* INSTRUCTIONS TO FOLLOW
Determine how many lines in the following listing include "shirt". Respond with that number only.
### THE INPUT
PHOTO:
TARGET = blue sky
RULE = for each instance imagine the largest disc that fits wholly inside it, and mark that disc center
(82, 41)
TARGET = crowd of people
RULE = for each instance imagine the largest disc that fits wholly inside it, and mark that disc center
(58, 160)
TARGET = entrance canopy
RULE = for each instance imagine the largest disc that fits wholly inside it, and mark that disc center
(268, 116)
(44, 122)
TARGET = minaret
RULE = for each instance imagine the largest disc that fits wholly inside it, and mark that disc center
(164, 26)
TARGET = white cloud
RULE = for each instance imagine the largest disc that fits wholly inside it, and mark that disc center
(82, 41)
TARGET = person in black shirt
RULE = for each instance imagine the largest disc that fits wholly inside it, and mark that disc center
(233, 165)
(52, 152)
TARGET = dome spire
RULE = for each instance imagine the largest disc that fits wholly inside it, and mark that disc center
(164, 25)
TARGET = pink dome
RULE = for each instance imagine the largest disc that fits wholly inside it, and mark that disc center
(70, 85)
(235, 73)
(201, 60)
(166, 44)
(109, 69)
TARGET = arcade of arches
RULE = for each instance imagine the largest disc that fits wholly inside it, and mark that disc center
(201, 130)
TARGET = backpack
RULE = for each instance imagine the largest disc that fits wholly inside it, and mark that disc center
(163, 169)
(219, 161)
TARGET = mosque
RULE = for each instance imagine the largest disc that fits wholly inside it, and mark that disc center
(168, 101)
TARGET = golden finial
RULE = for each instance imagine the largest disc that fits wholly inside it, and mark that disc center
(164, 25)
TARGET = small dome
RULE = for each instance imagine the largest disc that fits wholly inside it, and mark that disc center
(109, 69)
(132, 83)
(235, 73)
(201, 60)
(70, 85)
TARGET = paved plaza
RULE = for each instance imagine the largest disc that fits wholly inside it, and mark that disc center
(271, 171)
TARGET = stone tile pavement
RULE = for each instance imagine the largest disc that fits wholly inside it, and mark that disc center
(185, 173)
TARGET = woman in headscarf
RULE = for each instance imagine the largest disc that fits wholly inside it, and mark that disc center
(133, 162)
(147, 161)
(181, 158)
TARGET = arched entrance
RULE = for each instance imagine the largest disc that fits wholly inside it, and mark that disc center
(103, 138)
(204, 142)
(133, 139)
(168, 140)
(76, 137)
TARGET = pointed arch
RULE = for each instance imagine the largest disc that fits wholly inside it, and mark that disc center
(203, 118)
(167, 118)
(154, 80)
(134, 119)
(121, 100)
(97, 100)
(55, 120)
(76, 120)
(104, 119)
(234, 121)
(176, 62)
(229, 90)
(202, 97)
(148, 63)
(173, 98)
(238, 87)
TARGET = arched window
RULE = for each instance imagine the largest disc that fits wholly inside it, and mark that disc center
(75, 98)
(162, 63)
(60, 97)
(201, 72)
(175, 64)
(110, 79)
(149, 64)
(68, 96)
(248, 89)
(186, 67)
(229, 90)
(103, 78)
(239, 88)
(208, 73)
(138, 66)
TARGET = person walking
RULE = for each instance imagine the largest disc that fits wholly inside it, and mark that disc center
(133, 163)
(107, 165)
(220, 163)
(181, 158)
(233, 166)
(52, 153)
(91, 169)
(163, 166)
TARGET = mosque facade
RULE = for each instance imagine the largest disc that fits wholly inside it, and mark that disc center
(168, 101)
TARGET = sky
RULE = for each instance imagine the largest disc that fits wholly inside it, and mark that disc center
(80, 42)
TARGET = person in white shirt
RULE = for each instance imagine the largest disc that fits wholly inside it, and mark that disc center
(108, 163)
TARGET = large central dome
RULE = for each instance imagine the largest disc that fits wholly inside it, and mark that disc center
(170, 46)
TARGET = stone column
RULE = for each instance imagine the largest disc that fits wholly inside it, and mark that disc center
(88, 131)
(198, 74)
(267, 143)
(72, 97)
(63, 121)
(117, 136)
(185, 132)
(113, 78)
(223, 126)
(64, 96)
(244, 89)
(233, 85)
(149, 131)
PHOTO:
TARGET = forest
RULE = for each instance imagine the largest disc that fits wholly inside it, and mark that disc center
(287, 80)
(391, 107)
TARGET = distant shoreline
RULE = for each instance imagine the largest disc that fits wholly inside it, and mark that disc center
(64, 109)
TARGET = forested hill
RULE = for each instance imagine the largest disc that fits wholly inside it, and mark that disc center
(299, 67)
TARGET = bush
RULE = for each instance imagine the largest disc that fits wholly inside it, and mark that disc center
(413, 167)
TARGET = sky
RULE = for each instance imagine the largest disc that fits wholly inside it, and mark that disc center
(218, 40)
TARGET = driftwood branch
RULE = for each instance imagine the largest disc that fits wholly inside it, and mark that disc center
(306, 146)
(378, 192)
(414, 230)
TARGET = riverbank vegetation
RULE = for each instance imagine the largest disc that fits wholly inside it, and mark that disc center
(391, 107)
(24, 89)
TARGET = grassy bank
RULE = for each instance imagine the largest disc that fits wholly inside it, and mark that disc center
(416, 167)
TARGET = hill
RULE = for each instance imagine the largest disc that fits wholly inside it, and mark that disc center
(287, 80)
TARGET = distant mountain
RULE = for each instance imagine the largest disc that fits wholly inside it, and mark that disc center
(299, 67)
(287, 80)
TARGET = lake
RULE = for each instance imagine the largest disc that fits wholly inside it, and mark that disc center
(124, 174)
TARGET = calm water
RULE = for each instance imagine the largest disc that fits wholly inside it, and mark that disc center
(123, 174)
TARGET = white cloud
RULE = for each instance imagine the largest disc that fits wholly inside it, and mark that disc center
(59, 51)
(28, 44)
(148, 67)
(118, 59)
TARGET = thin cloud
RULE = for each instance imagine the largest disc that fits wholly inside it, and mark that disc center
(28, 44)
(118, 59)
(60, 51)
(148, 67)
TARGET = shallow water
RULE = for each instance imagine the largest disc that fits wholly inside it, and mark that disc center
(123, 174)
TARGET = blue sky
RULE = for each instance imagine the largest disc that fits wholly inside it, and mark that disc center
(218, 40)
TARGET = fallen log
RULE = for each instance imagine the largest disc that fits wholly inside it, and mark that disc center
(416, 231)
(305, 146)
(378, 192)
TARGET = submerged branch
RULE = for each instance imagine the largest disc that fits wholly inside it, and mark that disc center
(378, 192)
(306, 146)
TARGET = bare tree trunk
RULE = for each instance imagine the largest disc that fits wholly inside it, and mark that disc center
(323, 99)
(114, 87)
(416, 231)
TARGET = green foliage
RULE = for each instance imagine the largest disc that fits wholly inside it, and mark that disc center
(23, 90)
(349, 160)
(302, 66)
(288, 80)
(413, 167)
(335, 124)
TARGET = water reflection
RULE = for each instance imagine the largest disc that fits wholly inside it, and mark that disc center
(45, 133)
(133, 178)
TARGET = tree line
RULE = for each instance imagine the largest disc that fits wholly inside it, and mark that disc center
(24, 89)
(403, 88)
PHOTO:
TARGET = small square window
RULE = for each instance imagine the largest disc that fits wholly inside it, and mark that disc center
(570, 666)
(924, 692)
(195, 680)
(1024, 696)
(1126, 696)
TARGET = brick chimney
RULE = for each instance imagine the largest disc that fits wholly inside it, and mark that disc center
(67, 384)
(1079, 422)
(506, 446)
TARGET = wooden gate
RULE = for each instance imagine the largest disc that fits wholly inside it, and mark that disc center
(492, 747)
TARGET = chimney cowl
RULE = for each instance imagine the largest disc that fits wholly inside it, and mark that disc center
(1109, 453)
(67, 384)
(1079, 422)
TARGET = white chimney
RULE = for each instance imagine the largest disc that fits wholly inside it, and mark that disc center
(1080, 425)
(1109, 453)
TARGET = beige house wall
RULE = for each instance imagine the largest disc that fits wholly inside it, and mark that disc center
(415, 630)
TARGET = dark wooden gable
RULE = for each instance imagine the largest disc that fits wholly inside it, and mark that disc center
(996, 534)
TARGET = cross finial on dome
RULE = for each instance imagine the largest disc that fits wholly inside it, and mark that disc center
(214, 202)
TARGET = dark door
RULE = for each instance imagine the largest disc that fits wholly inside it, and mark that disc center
######
* ANSWER BOX
2